──────── TEXT TO READ

3. (Closed) URI 05000272 & 311/2003009-10: Temporary Instruction 2515/153 - Reactor
Containment Sump Blockage (NRC BULLETIN 2003-01)
a. Inspection Scope
The inspectors completed a review of PSEGs response to Bulletin 2003-01, Potential Impact of Debris Blockage on Emergency Sump Recirculation at Pressurized-Water Reactors, as required by TI 2515/153. Unit 2 containment and sump activities were inspected during the Fall 2003 Unit 2 refueling outage. Unresolved item 05000272 and 311/2003009-10 was opened to inspect Unit 1 containment and sump activities and to verify completion of licensed operator training and emergency plan procedure changes and training as committed in PSEGsBulletin 2003-01 response. For Salem Unit 1, the inspectors interviewed material engineers, observed containment trough boroscope inspections video tapes, observed the as found condition of the sump internals through photographs and in-field observations, observed external screen meshing and other external sump features, performed independent containment walkdowns for potential loose debris, and reviewed the results of PSEGs containment walkdowns and containment sump inspections. The inspectors verified that PSEG revised emergency plan procedure NC.EP-EP.ZZ-0201, TSC - Integrated Engineering Response, and provided adequate notice and training to emergency response organization personnel.
The inspectors also interviewed control room operators to verify that they had knowledge of containment sump blockage indications and had received training as committed in PSEGsBulletin 2003-01 response.
b. Findings
No findings of significance were identified.
The following input addresses the specific reporting requirements of TI 2515/153:
a.
Unit 1 entered a refueling outage on March 30, 2004, and returned to power on June 3, 2004. A containment walkdown to quantify potential debris sources was conducted by PSEG during the refueling.
b.
Not applicable.
c.
Not applicable.
d.
The PSEG Unit 2 containment walkdown checked for gaps in the sumps screened flowpath and for major obstructions in containment upstream of the sump. PSEG did not identify any gaps or major obstructions.
e.
PSEG did not and has not expedited the performance of any sump-related modifications that may be found necessary after performing sump evaluations.
Unresolved item 05000272 & 311/2003009-10 is closed.
4. Temporary Instruction 2515/156 - Offsite Power System Operational Readiness
a. Inspection Scope
The inspectors performed Temporary Instruction 2515/156, Offsite Power System Operational Readiness. The inspectors collected and reviewed information pertaining to the offsite power system specifically relating to the areas of the maintenance rule (10 CFR Part 50.65), the station blackout rule (10 CFR Part 50.63), offsite power operability, and corrective actions. The inspector reviewed this data against the requirements of 10 CFR Part 50 Appendix A General Design Criterion 17, Electric Power Systems, and Salem Unit 1 and 2 Technical Specifications. This information was forwarded to the NRC Division of Nuclear Reactor Regulation (NRR) for further review.

────────────────
──────── DATASET EXTRACT

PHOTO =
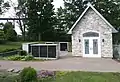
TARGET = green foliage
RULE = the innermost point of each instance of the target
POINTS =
(28, 75)
(22, 53)
(2, 37)
(10, 46)
(11, 35)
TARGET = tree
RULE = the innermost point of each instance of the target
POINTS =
(41, 19)
(67, 16)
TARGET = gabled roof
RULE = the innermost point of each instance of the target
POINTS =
(90, 6)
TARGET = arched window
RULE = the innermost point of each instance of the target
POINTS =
(91, 34)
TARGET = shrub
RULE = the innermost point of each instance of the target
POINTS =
(22, 53)
(29, 57)
(28, 75)
(15, 57)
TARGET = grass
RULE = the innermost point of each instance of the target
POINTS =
(86, 77)
(68, 77)
(10, 45)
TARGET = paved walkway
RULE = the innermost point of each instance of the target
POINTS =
(71, 63)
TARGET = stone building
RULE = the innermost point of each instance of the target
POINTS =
(92, 35)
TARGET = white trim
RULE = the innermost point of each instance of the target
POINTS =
(90, 6)
(64, 42)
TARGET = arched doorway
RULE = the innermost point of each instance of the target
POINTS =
(91, 44)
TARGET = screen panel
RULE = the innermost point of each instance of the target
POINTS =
(63, 46)
(43, 51)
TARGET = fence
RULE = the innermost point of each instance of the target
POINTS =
(10, 53)
(116, 51)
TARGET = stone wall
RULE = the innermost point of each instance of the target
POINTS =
(91, 22)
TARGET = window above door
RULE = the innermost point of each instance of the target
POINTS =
(91, 34)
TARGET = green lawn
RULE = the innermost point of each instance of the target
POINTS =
(68, 77)
(10, 45)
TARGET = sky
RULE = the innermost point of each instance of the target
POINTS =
(11, 12)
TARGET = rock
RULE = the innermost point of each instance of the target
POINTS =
(16, 71)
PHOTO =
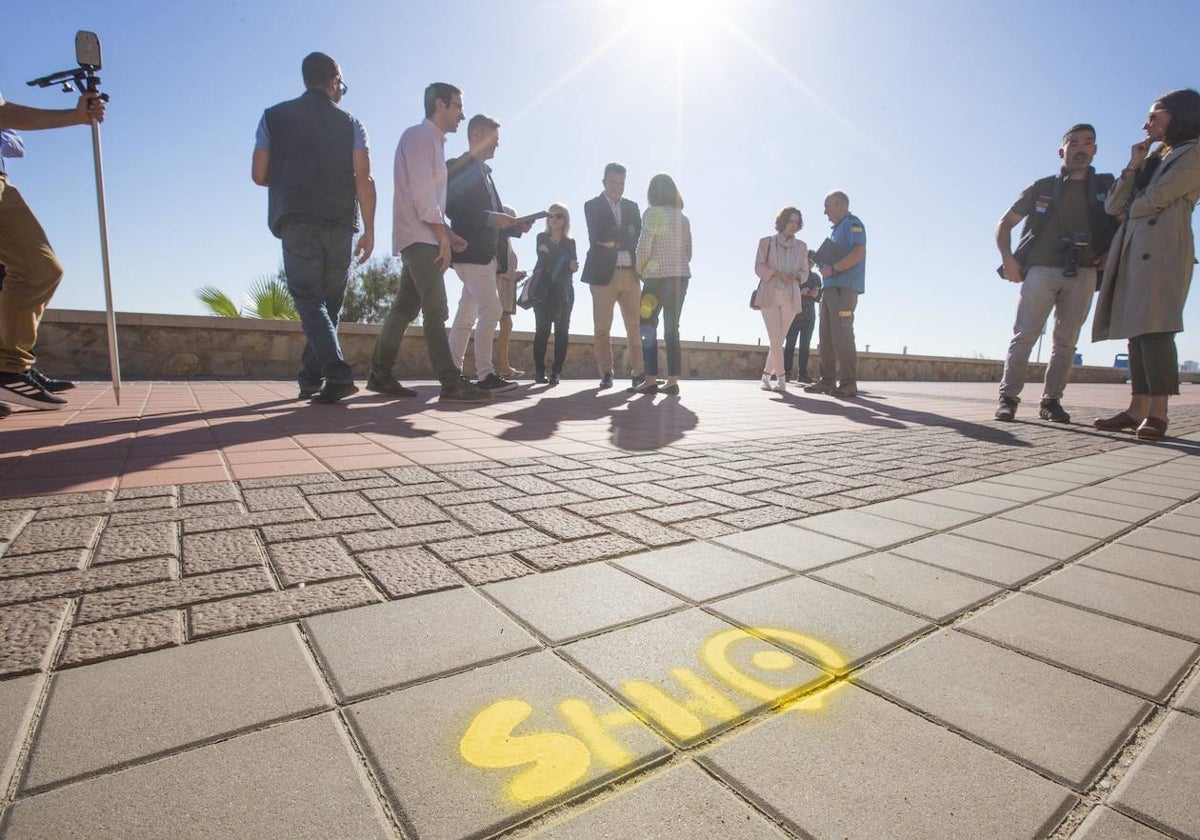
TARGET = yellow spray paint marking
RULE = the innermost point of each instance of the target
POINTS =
(591, 727)
(558, 761)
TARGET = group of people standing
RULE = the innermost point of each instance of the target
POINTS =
(1128, 238)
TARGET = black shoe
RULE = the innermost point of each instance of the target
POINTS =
(21, 389)
(1007, 409)
(462, 390)
(385, 383)
(48, 383)
(335, 391)
(495, 384)
(1053, 411)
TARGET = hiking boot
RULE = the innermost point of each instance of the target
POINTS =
(462, 390)
(385, 383)
(1053, 411)
(21, 389)
(1006, 409)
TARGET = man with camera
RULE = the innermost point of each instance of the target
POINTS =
(1063, 241)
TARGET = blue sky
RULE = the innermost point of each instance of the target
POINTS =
(931, 115)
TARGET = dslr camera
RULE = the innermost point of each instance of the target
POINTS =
(1071, 244)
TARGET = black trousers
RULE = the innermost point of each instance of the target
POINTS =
(1153, 365)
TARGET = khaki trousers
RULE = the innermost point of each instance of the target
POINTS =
(624, 291)
(33, 274)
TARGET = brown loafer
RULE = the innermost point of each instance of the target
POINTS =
(1152, 429)
(1117, 423)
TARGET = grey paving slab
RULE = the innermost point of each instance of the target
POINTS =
(700, 571)
(1169, 541)
(1047, 541)
(299, 780)
(1111, 510)
(985, 561)
(681, 802)
(693, 675)
(862, 767)
(1149, 604)
(387, 646)
(580, 600)
(852, 627)
(792, 547)
(1071, 521)
(930, 592)
(1056, 721)
(1189, 699)
(100, 717)
(975, 503)
(1170, 570)
(921, 514)
(858, 526)
(18, 697)
(1119, 653)
(1161, 785)
(472, 754)
(1104, 823)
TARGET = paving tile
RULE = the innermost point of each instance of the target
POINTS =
(35, 587)
(691, 675)
(270, 607)
(1069, 521)
(681, 802)
(101, 717)
(300, 780)
(701, 571)
(571, 603)
(1122, 654)
(389, 646)
(1168, 541)
(857, 526)
(862, 767)
(1104, 823)
(18, 699)
(1149, 604)
(988, 562)
(855, 628)
(1147, 565)
(123, 636)
(1056, 721)
(136, 543)
(451, 755)
(922, 514)
(307, 561)
(792, 547)
(933, 593)
(1047, 541)
(1161, 785)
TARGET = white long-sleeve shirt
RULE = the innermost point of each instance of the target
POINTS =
(420, 180)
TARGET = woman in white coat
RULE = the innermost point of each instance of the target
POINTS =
(781, 264)
(1149, 268)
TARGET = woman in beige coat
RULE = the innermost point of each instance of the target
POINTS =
(1149, 269)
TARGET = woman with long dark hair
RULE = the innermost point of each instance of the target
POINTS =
(1149, 268)
(556, 297)
(663, 258)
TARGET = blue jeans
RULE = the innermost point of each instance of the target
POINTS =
(665, 295)
(317, 262)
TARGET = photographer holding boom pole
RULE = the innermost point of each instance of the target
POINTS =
(33, 271)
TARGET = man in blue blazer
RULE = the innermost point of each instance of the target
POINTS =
(613, 226)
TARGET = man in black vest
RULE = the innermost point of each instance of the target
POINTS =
(315, 161)
(1066, 234)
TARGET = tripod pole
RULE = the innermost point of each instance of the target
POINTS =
(111, 315)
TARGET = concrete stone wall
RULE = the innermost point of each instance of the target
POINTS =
(73, 343)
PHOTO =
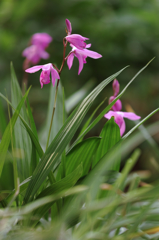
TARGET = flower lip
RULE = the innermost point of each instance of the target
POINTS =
(77, 40)
(119, 118)
(41, 39)
(116, 87)
(81, 55)
(45, 74)
(68, 25)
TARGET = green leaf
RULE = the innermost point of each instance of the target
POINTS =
(110, 136)
(7, 134)
(58, 116)
(28, 129)
(90, 119)
(62, 185)
(61, 140)
(76, 97)
(3, 120)
(82, 153)
(100, 116)
(34, 155)
(22, 142)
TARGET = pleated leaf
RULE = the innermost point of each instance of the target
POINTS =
(28, 129)
(8, 131)
(61, 140)
(64, 184)
(110, 135)
(58, 116)
(22, 142)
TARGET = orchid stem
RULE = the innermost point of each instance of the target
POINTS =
(51, 175)
(53, 112)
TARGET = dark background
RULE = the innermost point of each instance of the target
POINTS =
(124, 32)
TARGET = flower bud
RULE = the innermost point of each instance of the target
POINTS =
(116, 87)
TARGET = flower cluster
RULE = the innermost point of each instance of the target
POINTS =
(117, 113)
(79, 50)
(39, 42)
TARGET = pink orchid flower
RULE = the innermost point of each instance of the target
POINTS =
(77, 40)
(81, 55)
(69, 27)
(45, 74)
(119, 118)
(116, 113)
(34, 53)
(117, 106)
(116, 87)
(41, 39)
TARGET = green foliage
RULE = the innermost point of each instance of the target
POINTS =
(78, 194)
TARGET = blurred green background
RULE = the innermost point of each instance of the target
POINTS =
(124, 32)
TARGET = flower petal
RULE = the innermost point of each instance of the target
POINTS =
(41, 39)
(44, 78)
(43, 54)
(131, 116)
(110, 114)
(121, 123)
(88, 45)
(117, 106)
(34, 69)
(80, 59)
(92, 54)
(116, 87)
(70, 60)
(54, 75)
(77, 40)
(68, 25)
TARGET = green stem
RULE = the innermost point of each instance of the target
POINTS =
(53, 112)
(51, 175)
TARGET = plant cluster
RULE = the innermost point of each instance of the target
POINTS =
(77, 190)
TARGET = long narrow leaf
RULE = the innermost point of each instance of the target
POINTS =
(7, 134)
(59, 143)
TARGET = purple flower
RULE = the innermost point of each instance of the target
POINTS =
(69, 27)
(116, 87)
(81, 55)
(119, 118)
(34, 53)
(117, 106)
(41, 39)
(77, 40)
(37, 50)
(45, 74)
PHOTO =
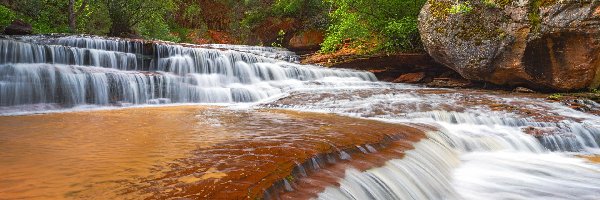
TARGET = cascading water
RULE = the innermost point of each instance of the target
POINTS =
(477, 152)
(487, 145)
(70, 71)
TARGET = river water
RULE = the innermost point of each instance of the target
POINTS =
(89, 117)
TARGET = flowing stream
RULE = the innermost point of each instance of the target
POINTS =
(483, 144)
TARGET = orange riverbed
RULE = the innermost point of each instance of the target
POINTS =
(179, 151)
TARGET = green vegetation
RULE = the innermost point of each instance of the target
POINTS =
(374, 25)
(371, 26)
(6, 16)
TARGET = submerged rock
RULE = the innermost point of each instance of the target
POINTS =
(539, 44)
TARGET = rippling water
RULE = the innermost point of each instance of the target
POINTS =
(280, 130)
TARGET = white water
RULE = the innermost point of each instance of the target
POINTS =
(478, 153)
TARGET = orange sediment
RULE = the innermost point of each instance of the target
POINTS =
(184, 151)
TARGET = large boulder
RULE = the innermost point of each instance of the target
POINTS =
(543, 44)
(18, 27)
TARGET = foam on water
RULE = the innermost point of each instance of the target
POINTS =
(72, 70)
(478, 153)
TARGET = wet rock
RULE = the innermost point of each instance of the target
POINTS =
(416, 77)
(18, 27)
(523, 90)
(385, 67)
(307, 41)
(541, 44)
(450, 83)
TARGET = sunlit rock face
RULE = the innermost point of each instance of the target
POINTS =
(540, 44)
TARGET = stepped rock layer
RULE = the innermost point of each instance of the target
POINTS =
(535, 43)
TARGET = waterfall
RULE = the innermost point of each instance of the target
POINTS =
(78, 70)
(476, 153)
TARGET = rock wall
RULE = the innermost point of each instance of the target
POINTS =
(543, 44)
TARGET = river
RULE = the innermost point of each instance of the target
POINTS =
(90, 117)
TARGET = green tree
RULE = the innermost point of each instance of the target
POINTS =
(376, 25)
(148, 15)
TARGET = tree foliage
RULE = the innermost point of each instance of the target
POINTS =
(372, 25)
(376, 25)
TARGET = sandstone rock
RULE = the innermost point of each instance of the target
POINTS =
(18, 27)
(541, 44)
(523, 90)
(307, 40)
(416, 77)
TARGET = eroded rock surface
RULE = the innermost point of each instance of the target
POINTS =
(542, 44)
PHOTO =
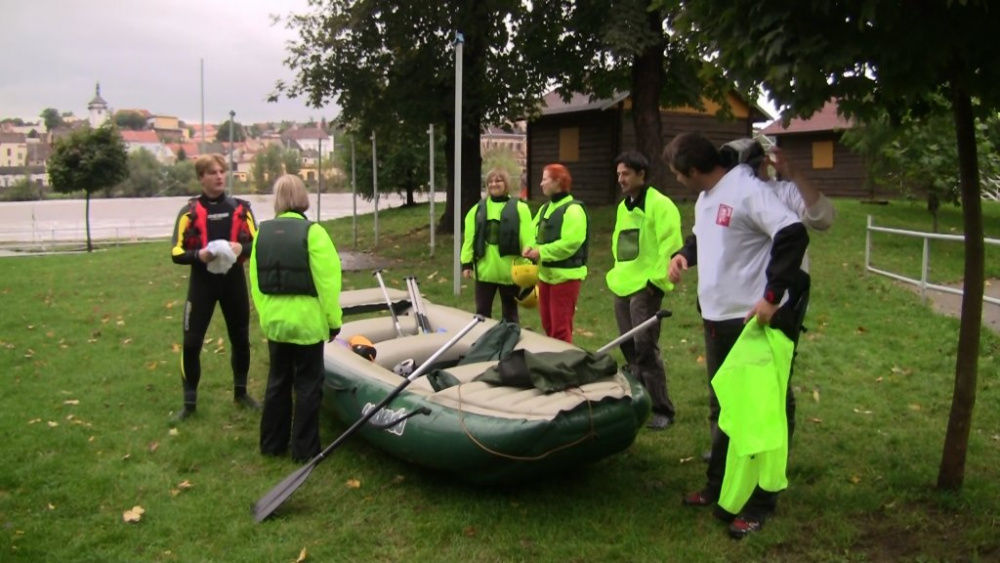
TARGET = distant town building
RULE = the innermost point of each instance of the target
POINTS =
(98, 108)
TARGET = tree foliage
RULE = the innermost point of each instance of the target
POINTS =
(131, 120)
(51, 118)
(605, 48)
(390, 62)
(88, 160)
(873, 55)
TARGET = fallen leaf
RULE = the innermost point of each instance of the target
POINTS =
(133, 515)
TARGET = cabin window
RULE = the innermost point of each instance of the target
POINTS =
(569, 144)
(823, 154)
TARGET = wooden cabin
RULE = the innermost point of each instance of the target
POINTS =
(814, 147)
(586, 135)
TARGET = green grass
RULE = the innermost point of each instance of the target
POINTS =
(874, 380)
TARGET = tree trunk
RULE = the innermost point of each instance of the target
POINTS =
(90, 245)
(647, 83)
(951, 473)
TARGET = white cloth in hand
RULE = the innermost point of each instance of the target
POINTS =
(222, 256)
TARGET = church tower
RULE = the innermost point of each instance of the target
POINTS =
(98, 109)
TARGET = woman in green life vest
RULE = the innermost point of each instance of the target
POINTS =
(561, 253)
(295, 282)
(497, 229)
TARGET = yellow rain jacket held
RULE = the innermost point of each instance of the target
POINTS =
(751, 386)
(563, 232)
(647, 233)
(299, 270)
(500, 234)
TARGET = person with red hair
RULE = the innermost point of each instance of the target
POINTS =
(562, 236)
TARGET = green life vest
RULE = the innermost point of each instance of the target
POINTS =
(283, 257)
(550, 230)
(504, 233)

────────────────

* JOBS *
A. List the areas the inspection report says the inspectors collected and reviewed offsite power system information about.
B. Summarize the inspection report in two sentences.
The data has no role in these tasks.

* SOLUTIONS TO THE PROBLEMS *
A.
- The maintenance rule (10 CFR Part 50.65)
- The station blackout rule (10 CFR Part 50.63)
- Offsite power operability
- Corrective actions

B. The inspectors reviewed PSEG's response to NRC Bulletin 2003-01 on reactor containment sump blockage, inspecting Unit 1 containment and sump activities and verifying the committed procedure changes and training. They identified no findings of significance and closed the unresolved item, and under Temporary Instruction 2515/156 they reviewed offsite power system information and forwarded it to the NRC Division of Nuclear Reactor Regulation for further review.